══ Extract to read
Benchmarking Ollama vs LM Studio vs MLX

As I’m continuing to deepen my understanding about how AI works, I’m playing around more and more with using local LLMs. I don’t want to always rely on Claude being up or having tokens available. Sometimes I just want privacy. So running my own model that I can access anytime and have running 24/7 is pretty appealing. In the past I’ve used Ollama pretty lightly. It’s the first project I was aware of that had an easy UI to interact with a locally hosted model. It was clear pretty early on that my machines were pretty underpowered to do anything significant, but big improvements in smaller models and Apple’s silicon ecosystem have opened the door to more regular usage. But is Ollama the right product for the gig? I’ve had people telling me about LM Studio for a while, and it came up that it uses Apple’s native-ish mlx for serving up the models. Ollama is moving that way, but for now it’s in preview and very limited on models. I’ve also been interacting with mlx directly as I’m playing around with fine-tuning, so should I just use it directly?

Let’s find out.

Tonight I did a short benchmark test on the three options. I’m tapping into a Mac M2 Studio with 64 gigs of RAM at the Initial Capacity office in Boulder via Cloudflare Tunnel. We’ve been playing around to see what it can really do, but as a coding companion it’s pretty laggy with qwen-coder-next. Before trying to figure out the right model, let’s check the throughput on a base level. We can get that assumption out of the way and then focus on the model choice.

The first thing I’ve done is learn a lot about the different models. What Ollama has vs what Hugging Face has and how they compare is genuinely complicated. Why are there so many versions on Hugging Face? What’s an MLX model vs GGUF? And what is nvfp4? (MLX models are optimized for Apple’s MLX framework, GGUF is GGML Universal Format, nvfp4 is NVIDIA’s new format that does better on their hardware). It was tricky to find a format we could use with all three products because Ollama, in the midst of switching to MLX, had a regression and MLX doesn’t work on the latest versions. So the current Ollama pull default for Qwen3.6 is GGUF. This is the main difference in the testing - slightly different quantization formats for our test as LM Studio and mlx_lm both use a Hugging Face MLX model. Still worth the comparison, in my opinion.
════
- Task to complete
Please state which machine the benchmarking post says the tests are run on. The listing that comes next has no connection to the benchmarking post.
══ Records shown
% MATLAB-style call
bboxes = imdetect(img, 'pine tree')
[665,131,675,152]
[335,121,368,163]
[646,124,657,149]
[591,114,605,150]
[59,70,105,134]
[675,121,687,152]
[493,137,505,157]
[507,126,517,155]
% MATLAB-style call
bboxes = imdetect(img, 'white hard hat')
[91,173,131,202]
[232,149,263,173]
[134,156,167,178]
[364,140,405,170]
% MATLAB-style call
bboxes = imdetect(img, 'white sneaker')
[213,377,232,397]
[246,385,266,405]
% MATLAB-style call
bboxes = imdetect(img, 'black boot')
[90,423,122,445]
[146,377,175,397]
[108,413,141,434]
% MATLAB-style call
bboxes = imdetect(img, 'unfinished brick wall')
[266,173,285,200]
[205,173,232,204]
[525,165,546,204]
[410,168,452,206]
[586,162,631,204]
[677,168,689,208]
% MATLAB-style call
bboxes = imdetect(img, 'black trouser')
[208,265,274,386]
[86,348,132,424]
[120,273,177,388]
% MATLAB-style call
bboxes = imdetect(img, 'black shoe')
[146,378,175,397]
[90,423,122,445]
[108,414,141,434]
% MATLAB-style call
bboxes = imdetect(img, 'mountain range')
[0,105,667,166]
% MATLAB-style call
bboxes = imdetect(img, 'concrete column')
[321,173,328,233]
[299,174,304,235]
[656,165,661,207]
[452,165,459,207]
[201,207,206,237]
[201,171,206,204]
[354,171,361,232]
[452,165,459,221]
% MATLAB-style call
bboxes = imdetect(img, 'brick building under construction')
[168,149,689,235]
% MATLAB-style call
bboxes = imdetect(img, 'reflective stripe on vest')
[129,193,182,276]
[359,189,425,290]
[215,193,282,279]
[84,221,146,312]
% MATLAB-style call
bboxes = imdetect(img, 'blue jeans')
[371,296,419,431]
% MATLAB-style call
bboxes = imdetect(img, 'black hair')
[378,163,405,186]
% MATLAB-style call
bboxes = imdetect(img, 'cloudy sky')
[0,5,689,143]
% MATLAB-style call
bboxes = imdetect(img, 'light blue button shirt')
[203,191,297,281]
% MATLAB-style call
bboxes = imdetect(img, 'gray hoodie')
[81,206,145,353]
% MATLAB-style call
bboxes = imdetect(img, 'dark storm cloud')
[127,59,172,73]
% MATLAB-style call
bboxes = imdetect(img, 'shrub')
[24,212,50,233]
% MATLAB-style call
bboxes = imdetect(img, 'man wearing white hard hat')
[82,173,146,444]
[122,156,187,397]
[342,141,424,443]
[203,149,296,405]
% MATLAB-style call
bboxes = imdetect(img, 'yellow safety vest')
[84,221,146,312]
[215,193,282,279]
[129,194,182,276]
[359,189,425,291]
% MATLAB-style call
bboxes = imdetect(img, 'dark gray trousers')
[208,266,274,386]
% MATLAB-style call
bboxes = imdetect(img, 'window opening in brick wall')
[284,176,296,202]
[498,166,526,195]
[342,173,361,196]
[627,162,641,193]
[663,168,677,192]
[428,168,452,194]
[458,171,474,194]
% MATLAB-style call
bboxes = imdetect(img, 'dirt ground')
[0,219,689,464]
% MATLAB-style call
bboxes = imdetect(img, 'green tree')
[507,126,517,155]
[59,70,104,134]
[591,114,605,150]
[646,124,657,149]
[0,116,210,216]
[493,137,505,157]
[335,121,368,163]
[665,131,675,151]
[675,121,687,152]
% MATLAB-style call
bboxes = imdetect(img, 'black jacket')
════
- Task result
A Mac M2 Studio with 64 gigs of RAM.